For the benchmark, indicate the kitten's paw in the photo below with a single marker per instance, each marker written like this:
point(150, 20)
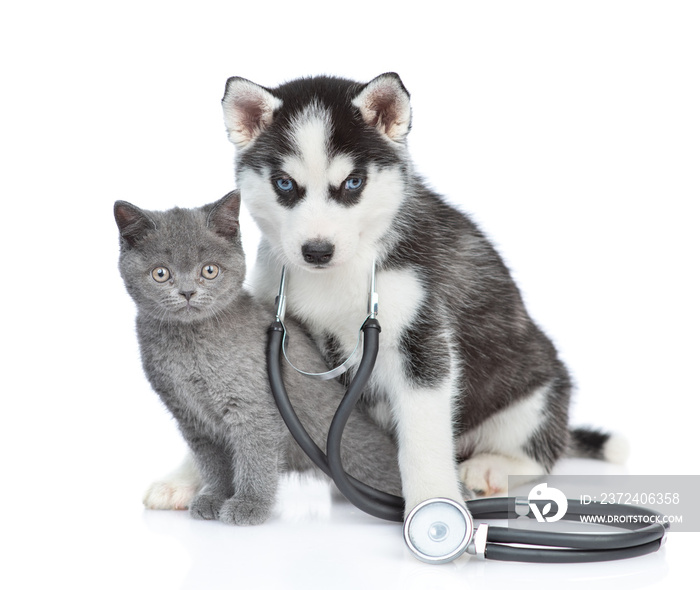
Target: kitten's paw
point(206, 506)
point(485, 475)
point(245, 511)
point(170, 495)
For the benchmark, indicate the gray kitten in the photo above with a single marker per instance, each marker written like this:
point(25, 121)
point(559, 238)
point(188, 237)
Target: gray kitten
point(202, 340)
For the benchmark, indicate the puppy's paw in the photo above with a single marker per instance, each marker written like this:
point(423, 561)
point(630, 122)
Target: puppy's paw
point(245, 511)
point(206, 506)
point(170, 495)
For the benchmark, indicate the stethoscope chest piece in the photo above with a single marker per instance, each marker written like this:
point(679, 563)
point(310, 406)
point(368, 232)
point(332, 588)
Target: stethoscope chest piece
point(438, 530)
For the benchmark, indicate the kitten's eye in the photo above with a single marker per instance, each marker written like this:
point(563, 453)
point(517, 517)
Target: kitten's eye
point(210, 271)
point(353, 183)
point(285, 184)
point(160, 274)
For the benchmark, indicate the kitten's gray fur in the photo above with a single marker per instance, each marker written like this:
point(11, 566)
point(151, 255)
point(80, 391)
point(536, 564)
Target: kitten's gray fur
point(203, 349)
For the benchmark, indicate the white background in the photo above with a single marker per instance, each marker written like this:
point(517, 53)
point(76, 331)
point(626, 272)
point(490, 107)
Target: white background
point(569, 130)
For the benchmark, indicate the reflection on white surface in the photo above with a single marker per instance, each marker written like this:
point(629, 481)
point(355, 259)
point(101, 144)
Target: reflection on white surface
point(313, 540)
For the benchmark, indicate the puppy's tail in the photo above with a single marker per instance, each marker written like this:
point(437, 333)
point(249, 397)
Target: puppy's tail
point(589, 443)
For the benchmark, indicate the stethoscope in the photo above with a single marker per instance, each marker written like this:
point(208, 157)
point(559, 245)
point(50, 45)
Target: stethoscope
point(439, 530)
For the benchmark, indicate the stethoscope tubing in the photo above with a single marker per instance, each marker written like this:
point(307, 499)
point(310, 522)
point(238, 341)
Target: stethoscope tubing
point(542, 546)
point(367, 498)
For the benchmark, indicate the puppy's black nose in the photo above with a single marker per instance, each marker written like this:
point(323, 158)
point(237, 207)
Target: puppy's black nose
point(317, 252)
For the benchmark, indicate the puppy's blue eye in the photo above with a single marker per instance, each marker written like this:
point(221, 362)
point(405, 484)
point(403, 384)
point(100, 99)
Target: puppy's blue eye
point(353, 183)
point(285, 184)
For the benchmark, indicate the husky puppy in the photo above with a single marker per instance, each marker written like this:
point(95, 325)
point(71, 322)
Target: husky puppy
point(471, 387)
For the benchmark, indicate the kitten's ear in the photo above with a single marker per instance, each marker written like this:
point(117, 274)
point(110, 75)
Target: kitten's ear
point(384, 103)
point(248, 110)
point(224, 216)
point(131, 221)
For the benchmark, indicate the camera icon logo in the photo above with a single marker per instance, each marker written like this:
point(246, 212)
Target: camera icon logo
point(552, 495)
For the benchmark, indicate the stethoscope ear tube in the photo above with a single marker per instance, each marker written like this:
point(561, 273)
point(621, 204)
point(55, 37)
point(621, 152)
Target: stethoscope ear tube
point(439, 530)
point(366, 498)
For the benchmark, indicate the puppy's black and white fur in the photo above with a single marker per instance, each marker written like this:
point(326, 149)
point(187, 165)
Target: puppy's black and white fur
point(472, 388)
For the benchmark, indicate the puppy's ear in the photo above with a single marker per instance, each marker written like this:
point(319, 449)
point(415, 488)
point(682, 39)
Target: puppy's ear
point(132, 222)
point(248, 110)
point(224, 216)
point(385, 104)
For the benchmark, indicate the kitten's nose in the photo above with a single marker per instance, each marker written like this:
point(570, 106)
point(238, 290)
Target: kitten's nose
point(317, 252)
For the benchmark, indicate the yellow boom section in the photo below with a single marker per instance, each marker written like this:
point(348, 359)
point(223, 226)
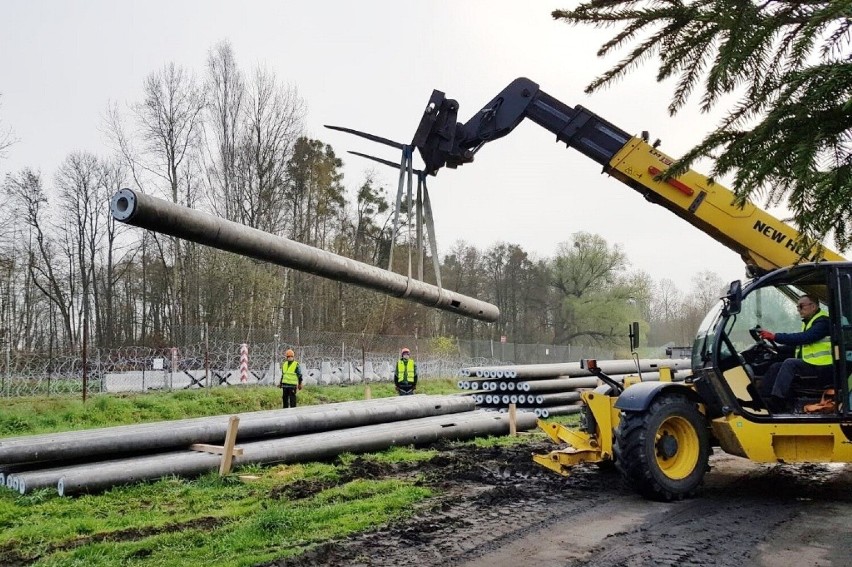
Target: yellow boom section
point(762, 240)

__________________________________________________

• Directions for this task
Arrange every line of the listing above as a numbered list, skipping any blank lines and leaving the pictures out.

• Solved problem
1. For the benchmark, indicate the kitten's paw in the photo below with a single marker per instance, each marker written like this:
2. point(150, 20)
3. Target: kitten's paw
4. point(206, 506)
5. point(485, 475)
6. point(245, 511)
7. point(170, 495)
8. For the benchmark, indicate the gray kitten in the photo above with a single marker per instance, each marker written like this:
9. point(25, 121)
10. point(559, 238)
11. point(188, 237)
12. Target: gray kitten
13. point(202, 340)
14. For the benchmark, indicate the puppy's paw in the photo above with a single marker per instance, each marker written like this:
15. point(423, 561)
16. point(630, 122)
17. Target: puppy's paw
18. point(245, 511)
19. point(206, 506)
20. point(170, 495)
21. For the benchmark, indicate the stethoscope chest piece in the photo above with a single marker per instance, each marker written like this:
22. point(679, 563)
23. point(310, 406)
24. point(368, 232)
25. point(332, 588)
26. Target: stethoscope chest piece
27. point(438, 530)
28. For the benchmark, indicate the kitten's eye in the photo above with a single marker per instance, each marker written like this:
29. point(563, 453)
30. point(517, 517)
31. Target: kitten's eye
32. point(210, 271)
33. point(353, 183)
34. point(285, 184)
35. point(160, 274)
36. For the benchmark, indicate the kitten's gray fur in the photo above with a single marker per instance, each marker written like this:
37. point(11, 566)
38. point(151, 255)
39. point(80, 391)
40. point(536, 564)
41. Target: kitten's gray fur
42. point(203, 349)
43. For the benchmark, indicate the white background in the photo above with a single marker per instance, each marker written like this:
44. point(517, 53)
45. point(76, 331)
46. point(626, 272)
47. point(490, 107)
48. Target: white background
49. point(569, 130)
50. For the benchmark, indicate the reflection on white surface in the photo above with a single marker per instance, each marker written like this:
51. point(629, 481)
52. point(355, 259)
53. point(101, 144)
54. Target: reflection on white surface
55. point(313, 540)
56. For the benchmark, indicate the puppy's tail in the photo above with a single marker per instance, each marker written like this:
57. point(437, 333)
58. point(249, 397)
59. Target: puppy's tail
60. point(589, 443)
61. For the benchmark, indicate the stethoscope in the photo above with a single marker per instance, each marker written like this:
62. point(208, 157)
63. point(559, 245)
64. point(50, 45)
65. Target: stethoscope
66. point(439, 530)
67. For the benchmark, indicate the stethoscope tubing in the photo above with a single marker per instance, each marker written like this:
68. point(307, 499)
69. point(310, 522)
70. point(238, 341)
71. Target: stethoscope tubing
72. point(542, 546)
73. point(367, 498)
74. For the benchmark, indicate the puppy's black nose in the photo above with a single marker per instance, each marker written like this:
75. point(323, 158)
76. point(237, 207)
77. Target: puppy's black nose
78. point(317, 252)
79. For the benchmark, indicate the puppy's blue eye in the photo above with a single marker per instance, each marker written like this:
80. point(221, 362)
81. point(405, 484)
82. point(403, 384)
83. point(100, 99)
84. Target: puppy's blue eye
85. point(353, 183)
86. point(285, 184)
87. For the benchmark, indicate the husky puppy in the photo above with a single marker per instance, each marker written like this:
88. point(95, 325)
89. point(71, 322)
90. Target: husky puppy
91. point(471, 387)
92. For the benchmark, indicate the kitten's ear in the photo above with a single marker per instance, each marker written like this:
93. point(117, 274)
94. point(110, 75)
95. Target: kitten's ear
96. point(384, 103)
97. point(248, 110)
98. point(224, 216)
99. point(131, 221)
100. For the benchmark, indicate the camera icon logo in the photo above with a single marker per instance, each marker written like this:
101. point(246, 212)
102. Target: camera icon logo
103. point(552, 495)
104. For the benchmark, indicate the stethoscope ear tube in the photo above with a single marker per instance, each marker written like this:
105. point(561, 273)
106. point(621, 204)
107. point(55, 37)
108. point(621, 152)
109. Target: stethoscope ear tube
110. point(439, 530)
111. point(366, 498)
112. For the benchmark, indicate the puppy's black and white fur in the photo above with a single marker per instance, each marker written like this:
113. point(326, 149)
114. point(187, 165)
115. Target: puppy's black and white fur
116. point(472, 388)
117. For the benchmark, indicate the puppy's ear in the photo above with a single marker per instance, each marker written like this:
118. point(319, 449)
119. point(415, 488)
120. point(682, 39)
121. Target: puppy's ear
122. point(132, 222)
123. point(248, 110)
124. point(224, 216)
125. point(385, 104)
126. For the benchmark, indicate the kitten's nose in the photo above with a single marker per instance, each marker written like this:
127. point(570, 106)
128. point(238, 290)
129. Target: kitten's nose
130. point(317, 252)
131. For the benchmark, indicate the yellow boom section in the photo below with a single marker per instance, each marker written like this:
132. point(348, 359)
133. point(223, 226)
134. Target: yellow boom section
135. point(762, 240)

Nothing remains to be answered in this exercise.